▶ [Task to carry out]
Transcribe the listing below word for word, with the pictures left out.

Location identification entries
──────

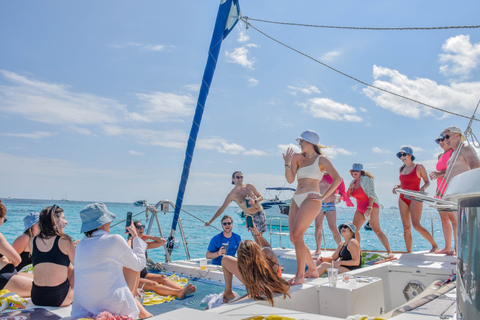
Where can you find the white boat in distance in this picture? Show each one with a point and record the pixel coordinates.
(276, 204)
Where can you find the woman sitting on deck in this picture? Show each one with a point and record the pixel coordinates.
(257, 268)
(159, 283)
(52, 253)
(20, 283)
(347, 257)
(103, 281)
(22, 243)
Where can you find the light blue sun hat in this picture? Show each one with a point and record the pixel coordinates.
(95, 215)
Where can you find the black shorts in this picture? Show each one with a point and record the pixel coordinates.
(6, 274)
(50, 296)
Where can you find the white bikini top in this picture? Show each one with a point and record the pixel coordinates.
(311, 172)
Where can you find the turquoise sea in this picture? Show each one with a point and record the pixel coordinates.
(198, 236)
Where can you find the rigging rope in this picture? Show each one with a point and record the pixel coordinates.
(245, 19)
(362, 28)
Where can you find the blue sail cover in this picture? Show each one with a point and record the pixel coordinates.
(227, 18)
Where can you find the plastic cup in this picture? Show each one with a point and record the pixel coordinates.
(332, 276)
(203, 264)
(225, 246)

──────

▶ [Response to this exercise]
Where can you find the white boat in distance in this picture? Show each one with a point and record the pixel coordinates.
(276, 204)
Where can you find the woman sitting on deck in this picture? Show each one with a point and record the pixel coordinates.
(257, 268)
(159, 283)
(52, 253)
(20, 283)
(347, 257)
(103, 281)
(22, 243)
Where can you find the light blue sun hat in this picture? Show each one with a point and record the pixel coordinates.
(95, 215)
Where can you find the black shorts in this picture? Show each one with a point and record the pixel coordinates.
(6, 274)
(50, 296)
Where can you find the white bikini top in this picture? Show each one with a point and record the pixel coordinates.
(311, 172)
Where can you find the turquoise sea in this picture? Show each one with a point and record the pixel coordinates.
(198, 236)
Where can you find the rigging rope in this picture? Show each one with a point and record the pixel coordinates.
(245, 19)
(362, 28)
Where can you find the blue sail cover in this picture? Show each one with a point and record the pixel coordinates.
(227, 18)
Where can you find the plastic cup in this picture? Show each one with a point and record the pixel coordinates.
(332, 276)
(203, 264)
(225, 246)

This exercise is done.